__Task objective__: Retype exactly the lines that run from the line with "Reviewer check: every instance of the arm" to the final line of the entries, keeping both ends and nothing else.
◇ ◇ ◇ ◇
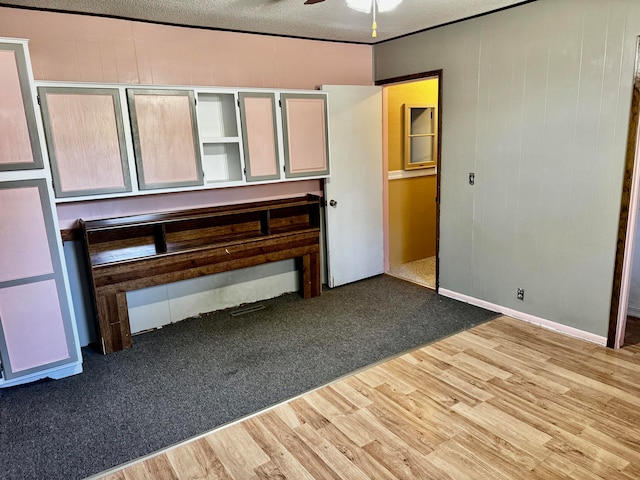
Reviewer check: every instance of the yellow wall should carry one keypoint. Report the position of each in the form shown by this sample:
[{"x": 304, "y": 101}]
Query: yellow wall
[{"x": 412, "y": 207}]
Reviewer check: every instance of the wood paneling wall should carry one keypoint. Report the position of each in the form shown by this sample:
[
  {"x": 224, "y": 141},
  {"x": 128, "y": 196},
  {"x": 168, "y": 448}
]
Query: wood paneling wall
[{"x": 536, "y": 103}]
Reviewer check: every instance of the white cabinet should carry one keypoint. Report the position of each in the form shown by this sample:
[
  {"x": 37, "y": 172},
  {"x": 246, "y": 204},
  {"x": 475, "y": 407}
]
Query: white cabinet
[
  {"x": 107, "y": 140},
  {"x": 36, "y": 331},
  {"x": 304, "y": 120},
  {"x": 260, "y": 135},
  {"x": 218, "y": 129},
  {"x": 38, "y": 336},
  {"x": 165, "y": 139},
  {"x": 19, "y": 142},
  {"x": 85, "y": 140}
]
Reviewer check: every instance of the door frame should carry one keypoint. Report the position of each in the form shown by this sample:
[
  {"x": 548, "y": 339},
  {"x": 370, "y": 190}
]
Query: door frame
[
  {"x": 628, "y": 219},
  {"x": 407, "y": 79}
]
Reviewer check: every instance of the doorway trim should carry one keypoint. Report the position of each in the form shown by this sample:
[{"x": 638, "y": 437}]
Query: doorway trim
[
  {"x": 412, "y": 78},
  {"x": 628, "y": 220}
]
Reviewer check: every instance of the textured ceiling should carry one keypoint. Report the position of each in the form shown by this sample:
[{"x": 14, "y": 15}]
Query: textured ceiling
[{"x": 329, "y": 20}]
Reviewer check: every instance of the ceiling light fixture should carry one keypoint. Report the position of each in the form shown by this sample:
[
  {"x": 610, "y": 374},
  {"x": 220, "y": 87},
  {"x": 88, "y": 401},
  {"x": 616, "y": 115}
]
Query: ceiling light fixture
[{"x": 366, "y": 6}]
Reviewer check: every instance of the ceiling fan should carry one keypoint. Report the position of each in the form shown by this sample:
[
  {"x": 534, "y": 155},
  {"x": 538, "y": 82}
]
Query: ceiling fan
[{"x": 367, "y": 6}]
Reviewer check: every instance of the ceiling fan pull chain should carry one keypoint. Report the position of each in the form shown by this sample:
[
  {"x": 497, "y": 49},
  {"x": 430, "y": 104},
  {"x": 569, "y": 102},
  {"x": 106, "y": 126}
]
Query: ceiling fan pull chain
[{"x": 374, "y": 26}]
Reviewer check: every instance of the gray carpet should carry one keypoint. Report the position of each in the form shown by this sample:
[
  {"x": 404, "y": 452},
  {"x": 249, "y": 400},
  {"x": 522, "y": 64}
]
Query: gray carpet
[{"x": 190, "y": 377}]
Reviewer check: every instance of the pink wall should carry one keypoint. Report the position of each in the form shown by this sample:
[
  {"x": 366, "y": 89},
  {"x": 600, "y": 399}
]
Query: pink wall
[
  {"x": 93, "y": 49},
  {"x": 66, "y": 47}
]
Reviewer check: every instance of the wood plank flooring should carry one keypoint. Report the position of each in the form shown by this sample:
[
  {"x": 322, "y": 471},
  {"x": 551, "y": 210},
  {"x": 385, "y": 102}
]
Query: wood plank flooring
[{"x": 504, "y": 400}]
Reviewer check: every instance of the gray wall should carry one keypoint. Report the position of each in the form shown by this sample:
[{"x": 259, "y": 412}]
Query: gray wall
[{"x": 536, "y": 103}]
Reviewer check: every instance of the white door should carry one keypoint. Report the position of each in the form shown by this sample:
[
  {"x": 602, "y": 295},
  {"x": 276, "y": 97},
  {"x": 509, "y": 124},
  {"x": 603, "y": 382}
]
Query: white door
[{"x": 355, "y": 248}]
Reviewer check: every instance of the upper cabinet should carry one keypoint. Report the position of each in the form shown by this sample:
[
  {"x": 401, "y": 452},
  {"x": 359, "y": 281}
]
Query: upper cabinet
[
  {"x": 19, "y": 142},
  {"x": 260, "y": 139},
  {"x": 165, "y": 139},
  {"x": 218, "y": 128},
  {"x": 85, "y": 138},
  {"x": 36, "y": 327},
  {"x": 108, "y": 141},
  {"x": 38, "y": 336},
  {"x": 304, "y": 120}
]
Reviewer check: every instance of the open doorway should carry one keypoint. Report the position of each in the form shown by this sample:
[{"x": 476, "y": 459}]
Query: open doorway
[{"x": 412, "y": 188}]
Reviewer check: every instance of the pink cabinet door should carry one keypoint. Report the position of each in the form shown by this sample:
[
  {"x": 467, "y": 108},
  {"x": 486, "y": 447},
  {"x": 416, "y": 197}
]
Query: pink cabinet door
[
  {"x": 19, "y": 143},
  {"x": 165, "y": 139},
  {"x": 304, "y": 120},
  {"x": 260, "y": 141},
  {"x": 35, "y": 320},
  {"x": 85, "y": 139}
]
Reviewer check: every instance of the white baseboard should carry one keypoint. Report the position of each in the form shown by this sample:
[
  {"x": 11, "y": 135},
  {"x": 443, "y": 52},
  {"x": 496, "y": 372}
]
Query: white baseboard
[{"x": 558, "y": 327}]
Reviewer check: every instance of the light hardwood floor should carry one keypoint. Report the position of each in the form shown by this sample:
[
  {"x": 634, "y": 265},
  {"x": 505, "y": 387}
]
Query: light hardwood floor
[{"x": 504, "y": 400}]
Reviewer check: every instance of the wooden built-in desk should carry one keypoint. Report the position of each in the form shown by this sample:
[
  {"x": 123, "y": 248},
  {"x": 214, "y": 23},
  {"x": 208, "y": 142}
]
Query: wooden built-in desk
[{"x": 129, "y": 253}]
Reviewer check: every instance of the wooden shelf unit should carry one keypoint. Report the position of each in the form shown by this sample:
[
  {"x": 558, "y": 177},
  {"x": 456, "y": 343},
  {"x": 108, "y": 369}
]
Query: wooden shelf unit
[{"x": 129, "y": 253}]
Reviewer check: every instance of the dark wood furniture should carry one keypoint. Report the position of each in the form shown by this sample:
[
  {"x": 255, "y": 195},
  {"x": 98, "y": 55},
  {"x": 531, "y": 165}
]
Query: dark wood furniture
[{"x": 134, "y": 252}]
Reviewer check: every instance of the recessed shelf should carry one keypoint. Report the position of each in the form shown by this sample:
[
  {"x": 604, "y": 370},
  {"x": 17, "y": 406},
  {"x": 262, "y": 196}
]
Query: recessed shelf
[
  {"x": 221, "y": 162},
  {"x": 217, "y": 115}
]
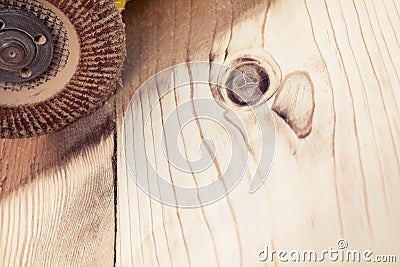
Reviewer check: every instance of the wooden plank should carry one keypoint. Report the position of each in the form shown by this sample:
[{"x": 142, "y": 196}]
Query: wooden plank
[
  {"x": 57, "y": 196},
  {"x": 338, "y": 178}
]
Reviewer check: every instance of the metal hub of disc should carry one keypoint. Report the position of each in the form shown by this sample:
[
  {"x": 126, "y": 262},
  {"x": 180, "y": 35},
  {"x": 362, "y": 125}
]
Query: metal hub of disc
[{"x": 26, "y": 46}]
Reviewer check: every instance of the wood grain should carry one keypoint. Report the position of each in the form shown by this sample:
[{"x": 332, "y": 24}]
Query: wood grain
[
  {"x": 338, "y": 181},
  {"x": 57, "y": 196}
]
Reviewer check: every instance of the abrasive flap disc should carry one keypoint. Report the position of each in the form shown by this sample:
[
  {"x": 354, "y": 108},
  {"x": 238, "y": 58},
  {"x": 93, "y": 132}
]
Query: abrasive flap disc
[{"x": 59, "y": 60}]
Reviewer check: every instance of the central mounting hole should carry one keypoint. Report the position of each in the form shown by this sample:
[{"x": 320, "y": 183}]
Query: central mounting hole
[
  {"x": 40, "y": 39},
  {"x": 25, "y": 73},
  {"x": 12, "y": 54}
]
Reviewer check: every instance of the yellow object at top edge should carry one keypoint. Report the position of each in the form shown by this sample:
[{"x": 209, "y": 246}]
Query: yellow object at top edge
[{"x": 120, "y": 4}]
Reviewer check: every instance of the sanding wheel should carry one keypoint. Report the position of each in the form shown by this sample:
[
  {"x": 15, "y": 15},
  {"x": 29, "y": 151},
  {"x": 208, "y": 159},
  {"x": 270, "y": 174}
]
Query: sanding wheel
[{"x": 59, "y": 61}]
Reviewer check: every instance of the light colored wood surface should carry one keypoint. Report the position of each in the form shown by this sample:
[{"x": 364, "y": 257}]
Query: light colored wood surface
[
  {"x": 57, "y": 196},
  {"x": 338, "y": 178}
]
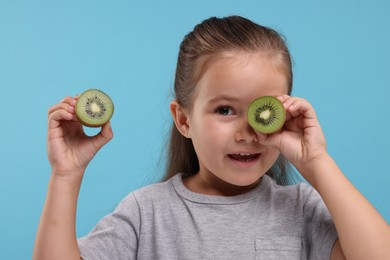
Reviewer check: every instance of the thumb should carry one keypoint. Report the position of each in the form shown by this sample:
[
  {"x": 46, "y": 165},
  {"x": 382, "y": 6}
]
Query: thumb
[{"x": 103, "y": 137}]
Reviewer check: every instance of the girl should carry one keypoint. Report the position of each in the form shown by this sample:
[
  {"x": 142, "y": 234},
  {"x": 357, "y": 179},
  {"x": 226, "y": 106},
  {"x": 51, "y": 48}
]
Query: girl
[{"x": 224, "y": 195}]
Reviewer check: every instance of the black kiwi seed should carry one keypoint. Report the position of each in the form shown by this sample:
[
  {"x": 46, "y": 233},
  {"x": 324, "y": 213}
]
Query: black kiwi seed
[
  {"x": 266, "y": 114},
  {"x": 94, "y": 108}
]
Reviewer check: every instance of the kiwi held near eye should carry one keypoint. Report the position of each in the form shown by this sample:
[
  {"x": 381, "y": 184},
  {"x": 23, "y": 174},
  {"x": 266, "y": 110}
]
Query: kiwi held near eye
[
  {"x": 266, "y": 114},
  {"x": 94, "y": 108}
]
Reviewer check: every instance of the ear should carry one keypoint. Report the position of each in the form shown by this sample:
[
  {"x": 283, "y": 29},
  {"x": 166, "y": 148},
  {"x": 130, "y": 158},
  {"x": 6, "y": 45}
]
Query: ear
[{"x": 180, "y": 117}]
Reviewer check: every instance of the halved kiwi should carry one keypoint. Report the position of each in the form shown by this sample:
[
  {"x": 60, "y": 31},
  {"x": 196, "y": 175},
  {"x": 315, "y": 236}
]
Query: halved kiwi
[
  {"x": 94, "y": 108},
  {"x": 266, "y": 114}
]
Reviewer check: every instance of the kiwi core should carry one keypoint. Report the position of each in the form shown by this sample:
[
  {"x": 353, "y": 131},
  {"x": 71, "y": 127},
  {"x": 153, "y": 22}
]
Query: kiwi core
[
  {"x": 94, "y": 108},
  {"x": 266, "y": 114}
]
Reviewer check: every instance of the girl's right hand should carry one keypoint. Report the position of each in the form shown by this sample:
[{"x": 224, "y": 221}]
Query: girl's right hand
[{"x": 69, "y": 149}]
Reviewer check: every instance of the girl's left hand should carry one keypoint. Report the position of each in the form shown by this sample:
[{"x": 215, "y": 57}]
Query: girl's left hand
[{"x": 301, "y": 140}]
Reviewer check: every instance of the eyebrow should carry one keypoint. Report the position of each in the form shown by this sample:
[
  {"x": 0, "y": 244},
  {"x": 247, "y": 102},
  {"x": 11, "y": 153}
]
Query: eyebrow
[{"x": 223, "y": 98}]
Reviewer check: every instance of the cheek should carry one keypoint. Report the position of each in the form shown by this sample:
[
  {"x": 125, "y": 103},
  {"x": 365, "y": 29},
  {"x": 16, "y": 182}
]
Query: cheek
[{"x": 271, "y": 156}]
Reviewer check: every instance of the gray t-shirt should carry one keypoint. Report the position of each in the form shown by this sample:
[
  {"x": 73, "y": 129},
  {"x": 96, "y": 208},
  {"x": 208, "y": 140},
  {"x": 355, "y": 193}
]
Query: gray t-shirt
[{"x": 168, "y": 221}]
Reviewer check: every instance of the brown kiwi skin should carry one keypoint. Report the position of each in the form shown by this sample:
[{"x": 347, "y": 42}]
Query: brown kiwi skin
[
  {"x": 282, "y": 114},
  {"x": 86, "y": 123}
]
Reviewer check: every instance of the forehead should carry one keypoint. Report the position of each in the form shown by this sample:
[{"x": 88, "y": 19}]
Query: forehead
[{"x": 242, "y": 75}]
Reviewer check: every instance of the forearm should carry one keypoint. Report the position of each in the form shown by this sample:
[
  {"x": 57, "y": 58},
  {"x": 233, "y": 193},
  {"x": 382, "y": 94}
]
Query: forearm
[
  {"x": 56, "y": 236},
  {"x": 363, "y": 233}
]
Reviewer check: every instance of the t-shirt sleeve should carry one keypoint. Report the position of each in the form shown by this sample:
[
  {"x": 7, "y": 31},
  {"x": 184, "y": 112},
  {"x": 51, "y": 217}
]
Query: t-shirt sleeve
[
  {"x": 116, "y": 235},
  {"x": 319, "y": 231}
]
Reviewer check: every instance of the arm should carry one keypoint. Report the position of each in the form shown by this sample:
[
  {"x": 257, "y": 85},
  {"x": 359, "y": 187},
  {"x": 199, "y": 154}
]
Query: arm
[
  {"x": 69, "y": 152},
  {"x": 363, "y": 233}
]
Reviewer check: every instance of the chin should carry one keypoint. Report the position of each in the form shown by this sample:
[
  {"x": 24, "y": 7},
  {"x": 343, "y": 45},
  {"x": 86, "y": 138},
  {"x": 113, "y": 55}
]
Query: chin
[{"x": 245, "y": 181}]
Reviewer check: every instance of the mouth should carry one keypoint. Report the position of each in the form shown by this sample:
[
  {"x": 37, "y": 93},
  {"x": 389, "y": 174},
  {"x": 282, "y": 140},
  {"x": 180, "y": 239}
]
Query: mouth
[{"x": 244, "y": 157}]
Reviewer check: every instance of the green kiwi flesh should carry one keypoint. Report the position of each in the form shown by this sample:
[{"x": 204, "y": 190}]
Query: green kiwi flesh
◇ ◇ ◇ ◇
__Solution to this problem__:
Reviewer check: every instance of the arm should carry one keypoint. Report the position of each in the form shown by this sample:
[
  {"x": 257, "y": 85},
  {"x": 359, "y": 187},
  {"x": 199, "y": 154}
]
Query: arm
[
  {"x": 69, "y": 152},
  {"x": 363, "y": 233}
]
Reviewer check: every instance of the chin should carry one keypoint. Report the position of each in the form shown by this sample:
[
  {"x": 24, "y": 7},
  {"x": 343, "y": 45},
  {"x": 86, "y": 138},
  {"x": 113, "y": 55}
]
Query: chin
[{"x": 245, "y": 181}]
Reviewer check: every instance of the mouth should carry one keypoint. Report the position of each in the form shown by this sample:
[
  {"x": 37, "y": 93},
  {"x": 389, "y": 174},
  {"x": 282, "y": 140},
  {"x": 180, "y": 239}
]
Query: mouth
[{"x": 244, "y": 157}]
Reviewer check: every instance of the green kiwi flesh should carry one keypoint. Report the position of each in the form shown by this sample:
[{"x": 204, "y": 190}]
Query: green kiwi flesh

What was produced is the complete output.